> Text section
┄┄┄┄┄┄

Taylor said the goal is to create a sustainable, recurring funding source by taking the portion of incentives that had been budgeted in the general fund and, once those incentives expire, rolling that budgeted amount into the Catalyst Fund subject to annual budget review. “Staff’s recommendation is to relocate expiring economic development incentives to the Catalyst Fund,” she said.

The Catalyst Fund was created in 2022 and had an ending fund balance of about $5,300,000 in the most recent fiscal year, Taylor said. The fund was initially seeded with a one-time transfer of $2,000,000 from utility (water and wastewater) funds, carries an annual dedicated $150,000 contribution from mixed beverage tax revenue and this fiscal year includes a $1,000,000 budgeted data-center revenue contribution. The fund is intended for job-based grants, entrepreneur/tech grants, infrastructure assistance, headquarters grants, deal-closing funds and land acquisition or state and federal matching funds.

Taylor showed a 10-year forecast that, if council opted to roll eligible, expiring incentive-budget amounts into the Catalyst Fund annually, the fund balance could approach roughly $9,000,000 — a level consultants recommended in Denton’s 2021 economic-development strategic plan as improving the city’s competitiveness in the North Texas market.

Taylor described likely program parameters from the forecast: an average estimated cost per job of roughly $1,700, entrepreneur/tech grants around $25,000 (with an expectation of issuing roughly 18 over 10 years), occasional infrastructure-assistance grants, deal-closing awards that could be on the order of $250,000 depending on project, and potentially two land acquisitions over a 10-year period for large catalyst projects.

Council members asked whether the rollover would be automatic or subject to annual budget deliberations; Taylor said the ordinance wording would make the transfers contingent on the budget process so council could decide year-by-year how much, if any, to roll into the Catalyst Fund. “We’d show the amount of the expiring incentive during the budget process, [and] be able to have a conversation with council,” she said.

┄┄┄┄┄┄

> Exercise instructions
1/ According to the Catalyst Fund text, what was the fund initially seeded with?
2/ Reproduce everything in the Catalyst Fund text from "Taylor described likely" down to "large catalyst projects.".

Source records

┄┄┄┄┄┄

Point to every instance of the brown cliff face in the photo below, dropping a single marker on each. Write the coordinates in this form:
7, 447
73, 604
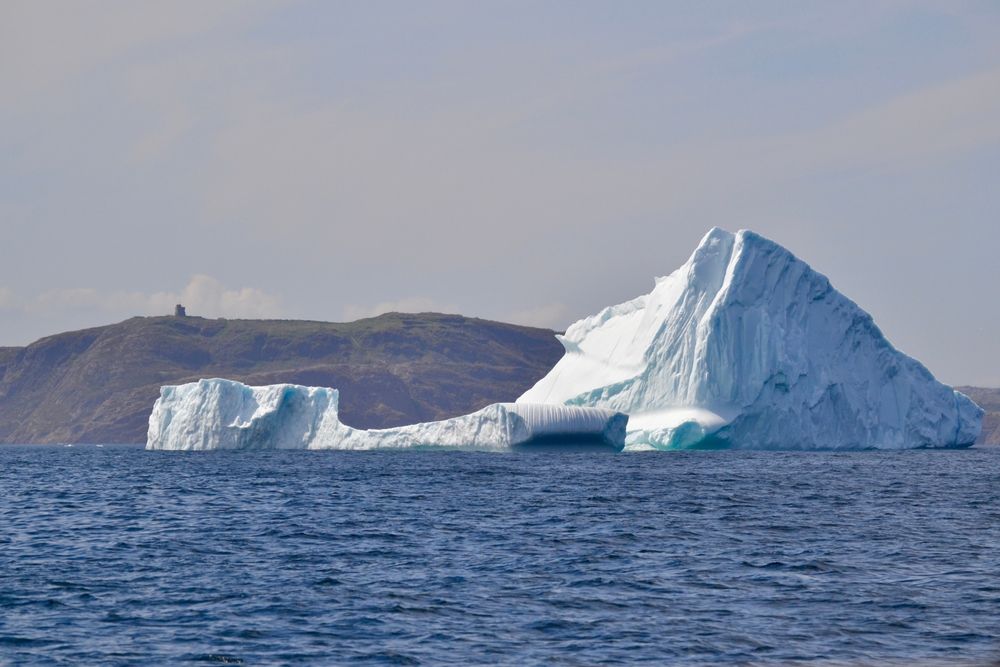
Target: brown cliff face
98, 385
989, 400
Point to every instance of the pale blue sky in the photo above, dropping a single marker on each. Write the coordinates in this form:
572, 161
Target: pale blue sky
525, 161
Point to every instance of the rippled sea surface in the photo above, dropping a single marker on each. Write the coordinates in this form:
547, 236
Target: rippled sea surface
114, 555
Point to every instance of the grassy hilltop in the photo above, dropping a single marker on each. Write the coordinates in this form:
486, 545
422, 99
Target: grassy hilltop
98, 385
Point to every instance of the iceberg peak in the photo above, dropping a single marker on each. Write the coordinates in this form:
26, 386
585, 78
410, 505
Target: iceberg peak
745, 345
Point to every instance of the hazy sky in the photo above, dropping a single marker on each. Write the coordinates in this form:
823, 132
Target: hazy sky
524, 161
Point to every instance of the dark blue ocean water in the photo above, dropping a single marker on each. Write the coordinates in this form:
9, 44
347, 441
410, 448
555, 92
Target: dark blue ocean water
115, 555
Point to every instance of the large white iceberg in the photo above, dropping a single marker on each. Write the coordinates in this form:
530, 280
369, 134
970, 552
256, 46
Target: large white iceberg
746, 346
223, 414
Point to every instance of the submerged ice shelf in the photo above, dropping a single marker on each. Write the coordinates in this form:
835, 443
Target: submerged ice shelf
746, 346
223, 414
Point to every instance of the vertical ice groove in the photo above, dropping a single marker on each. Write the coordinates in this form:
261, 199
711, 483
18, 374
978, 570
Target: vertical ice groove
761, 351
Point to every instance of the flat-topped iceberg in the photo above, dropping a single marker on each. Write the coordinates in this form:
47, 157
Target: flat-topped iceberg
746, 346
222, 414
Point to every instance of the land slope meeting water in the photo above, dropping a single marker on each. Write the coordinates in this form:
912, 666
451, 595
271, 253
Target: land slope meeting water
746, 346
98, 385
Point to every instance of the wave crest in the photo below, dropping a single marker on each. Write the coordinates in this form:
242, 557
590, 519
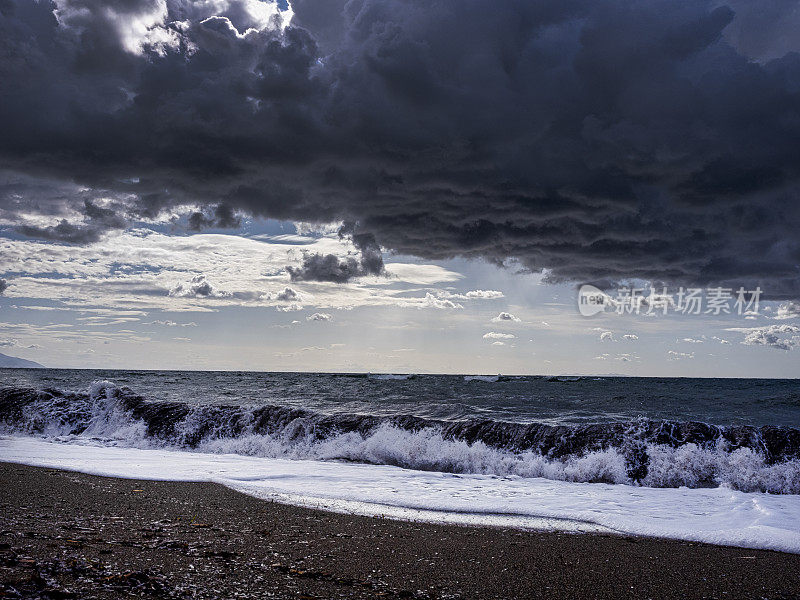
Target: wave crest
642, 452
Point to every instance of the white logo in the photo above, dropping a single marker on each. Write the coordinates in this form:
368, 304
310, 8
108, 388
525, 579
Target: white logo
592, 300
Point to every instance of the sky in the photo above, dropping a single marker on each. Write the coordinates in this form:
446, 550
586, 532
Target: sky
400, 186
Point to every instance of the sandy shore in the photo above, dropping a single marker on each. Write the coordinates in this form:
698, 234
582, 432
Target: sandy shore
69, 535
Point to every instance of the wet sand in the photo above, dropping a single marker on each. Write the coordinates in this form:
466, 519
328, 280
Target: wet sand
69, 535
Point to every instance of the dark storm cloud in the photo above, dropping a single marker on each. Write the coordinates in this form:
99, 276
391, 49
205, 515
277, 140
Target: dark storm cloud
223, 217
97, 221
597, 139
331, 268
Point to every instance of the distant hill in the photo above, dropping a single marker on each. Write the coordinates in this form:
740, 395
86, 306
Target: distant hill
12, 362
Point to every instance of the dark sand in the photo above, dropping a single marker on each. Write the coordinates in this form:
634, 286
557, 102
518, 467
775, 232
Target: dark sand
68, 535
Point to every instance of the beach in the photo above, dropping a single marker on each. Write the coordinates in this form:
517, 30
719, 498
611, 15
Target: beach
70, 535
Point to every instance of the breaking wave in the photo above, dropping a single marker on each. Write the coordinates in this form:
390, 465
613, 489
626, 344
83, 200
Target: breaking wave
645, 452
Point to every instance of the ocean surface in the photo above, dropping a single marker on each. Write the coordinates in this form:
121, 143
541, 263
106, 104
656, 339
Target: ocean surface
714, 460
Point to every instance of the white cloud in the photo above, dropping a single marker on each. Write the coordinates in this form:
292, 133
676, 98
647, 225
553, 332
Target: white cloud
170, 323
198, 287
505, 317
781, 337
319, 317
493, 335
429, 301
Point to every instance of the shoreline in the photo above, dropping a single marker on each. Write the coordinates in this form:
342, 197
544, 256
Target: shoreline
67, 534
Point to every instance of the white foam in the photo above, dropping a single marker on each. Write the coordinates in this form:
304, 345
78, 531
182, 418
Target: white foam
716, 515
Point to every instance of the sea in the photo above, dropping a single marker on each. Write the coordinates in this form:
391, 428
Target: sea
707, 460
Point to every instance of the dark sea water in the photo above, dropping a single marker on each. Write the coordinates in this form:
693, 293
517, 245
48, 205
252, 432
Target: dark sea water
659, 432
557, 401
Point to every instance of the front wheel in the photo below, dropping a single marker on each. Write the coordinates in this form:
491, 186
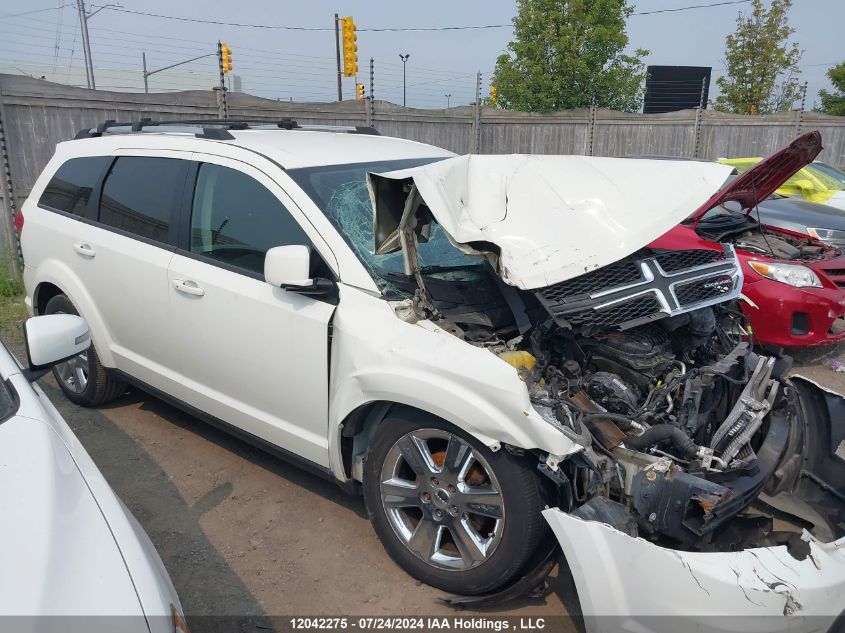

┄┄┄┄┄┄

> Answers to the problems
1/ A one-time transfer of $2,000,000 from utility (water and wastewater) funds.

2/
Taylor described likely program parameters from the forecast: an average estimated cost per job of roughly $1,700, entrepreneur/tech grants around $25,000 (with an expectation of issuing roughly 18 over 10 years), occasional infrastructure-assistance grants, deal-closing awards that could be on the order of $250,000 depending on project, and potentially two land acquisitions over a 10-year period for large catalyst projects.